## WRITTEN EXERCISE
Copy out the lines of the data below, from the line containing "Exercise. Annotate the yellow" through the line containing "x=176, y=23", both ends included and unchanged.

[Point annotation data]
┄┄┄┄┄┄┄┄┄┄┄┄┄┄┄┄┄┄┄┄
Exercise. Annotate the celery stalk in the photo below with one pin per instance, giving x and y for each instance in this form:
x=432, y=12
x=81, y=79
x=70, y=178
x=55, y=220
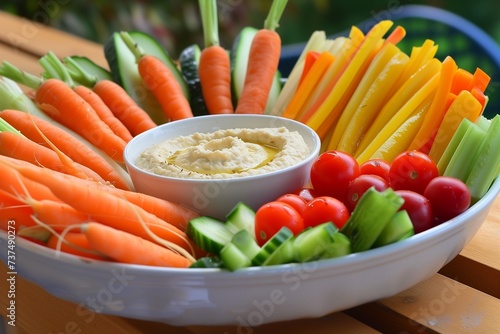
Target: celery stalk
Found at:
x=486, y=166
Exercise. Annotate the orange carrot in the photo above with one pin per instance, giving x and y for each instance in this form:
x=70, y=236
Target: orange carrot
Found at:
x=75, y=243
x=160, y=80
x=128, y=248
x=103, y=111
x=214, y=67
x=172, y=213
x=135, y=119
x=31, y=126
x=20, y=147
x=108, y=208
x=262, y=65
x=60, y=102
x=19, y=184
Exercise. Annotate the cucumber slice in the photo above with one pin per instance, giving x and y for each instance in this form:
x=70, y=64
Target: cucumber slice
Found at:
x=239, y=62
x=90, y=67
x=207, y=262
x=311, y=243
x=246, y=243
x=399, y=228
x=189, y=61
x=370, y=216
x=209, y=234
x=486, y=166
x=241, y=217
x=124, y=70
x=234, y=258
x=264, y=256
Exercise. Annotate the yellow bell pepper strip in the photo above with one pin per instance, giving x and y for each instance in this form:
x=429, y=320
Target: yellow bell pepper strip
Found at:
x=315, y=43
x=311, y=58
x=398, y=142
x=367, y=98
x=345, y=55
x=309, y=83
x=464, y=106
x=425, y=93
x=347, y=82
x=398, y=100
x=436, y=113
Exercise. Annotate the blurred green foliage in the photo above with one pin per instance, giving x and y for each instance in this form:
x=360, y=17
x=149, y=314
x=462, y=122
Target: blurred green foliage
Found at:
x=176, y=23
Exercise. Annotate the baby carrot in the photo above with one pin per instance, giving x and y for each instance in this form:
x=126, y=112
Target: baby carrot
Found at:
x=32, y=126
x=75, y=243
x=103, y=111
x=214, y=67
x=135, y=119
x=59, y=101
x=128, y=248
x=263, y=62
x=158, y=78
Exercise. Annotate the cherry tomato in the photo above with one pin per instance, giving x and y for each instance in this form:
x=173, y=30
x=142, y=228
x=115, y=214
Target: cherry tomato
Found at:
x=332, y=172
x=306, y=193
x=294, y=200
x=359, y=185
x=378, y=167
x=325, y=209
x=419, y=209
x=448, y=196
x=412, y=170
x=272, y=216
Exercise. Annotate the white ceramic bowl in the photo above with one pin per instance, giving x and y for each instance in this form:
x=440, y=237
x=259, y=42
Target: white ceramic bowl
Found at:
x=251, y=296
x=216, y=197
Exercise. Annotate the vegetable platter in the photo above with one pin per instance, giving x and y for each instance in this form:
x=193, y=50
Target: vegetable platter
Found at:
x=199, y=296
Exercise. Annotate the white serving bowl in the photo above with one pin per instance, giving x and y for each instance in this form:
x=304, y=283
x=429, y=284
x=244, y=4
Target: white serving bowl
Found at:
x=216, y=197
x=252, y=296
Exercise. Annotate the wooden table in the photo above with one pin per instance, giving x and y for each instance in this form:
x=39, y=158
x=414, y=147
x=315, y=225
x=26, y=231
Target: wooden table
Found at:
x=462, y=297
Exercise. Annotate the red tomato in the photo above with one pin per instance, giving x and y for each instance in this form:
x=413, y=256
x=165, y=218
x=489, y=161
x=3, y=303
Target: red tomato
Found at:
x=359, y=185
x=332, y=172
x=294, y=200
x=412, y=170
x=306, y=193
x=325, y=209
x=272, y=216
x=419, y=209
x=449, y=197
x=377, y=167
┄┄┄┄┄┄┄┄┄┄┄┄┄┄┄┄┄┄┄┄
## SOLVED EXERCISE
Exercise. Annotate the yellow bell pepper strip in the photo above with one pin per instance, giving x and y for each instance in this form:
x=429, y=320
Target: yellow bell pepper strip
Found at:
x=315, y=43
x=311, y=58
x=398, y=142
x=367, y=98
x=345, y=55
x=309, y=83
x=464, y=106
x=425, y=93
x=347, y=82
x=398, y=100
x=436, y=113
Exercise. Annotate the blurred green foliage in the photo above with one pin per instance, giving x and y for each instance in this form:
x=360, y=17
x=149, y=314
x=462, y=122
Target: blurred green foliage
Found at:
x=176, y=23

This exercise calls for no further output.